Direction:
Copy out every line in the rows below that contains the word "spot", and leave out all other lines.

Entries supplied:
────────────────────────────────────────

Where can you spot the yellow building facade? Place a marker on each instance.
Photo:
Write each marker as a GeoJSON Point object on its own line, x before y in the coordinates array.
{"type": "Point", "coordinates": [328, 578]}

────────────────────────────────────────

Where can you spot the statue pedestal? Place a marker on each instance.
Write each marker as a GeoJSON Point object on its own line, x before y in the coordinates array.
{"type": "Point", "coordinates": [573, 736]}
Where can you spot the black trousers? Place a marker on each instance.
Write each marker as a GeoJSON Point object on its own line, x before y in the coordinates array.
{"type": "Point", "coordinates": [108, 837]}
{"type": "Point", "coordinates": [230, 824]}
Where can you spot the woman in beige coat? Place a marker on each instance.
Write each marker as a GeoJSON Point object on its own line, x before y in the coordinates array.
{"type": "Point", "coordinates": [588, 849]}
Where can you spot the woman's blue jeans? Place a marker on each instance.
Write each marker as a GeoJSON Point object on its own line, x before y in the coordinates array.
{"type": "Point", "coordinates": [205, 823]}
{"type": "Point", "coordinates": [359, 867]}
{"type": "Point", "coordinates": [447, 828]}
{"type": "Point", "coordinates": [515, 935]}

────────────────────────────────────────

Written solution:
Where can you spot the yellow building facade? Place a marker on each instance.
Where can you spot the statue pedestal? Place a marker on each instance.
Where can you spot the black trousers? Place a marker on each instance.
Where can you spot the woman in beige coat? Place a marker on each instance.
Where can you spot the woman's blue jeans? Place a marker on each instance.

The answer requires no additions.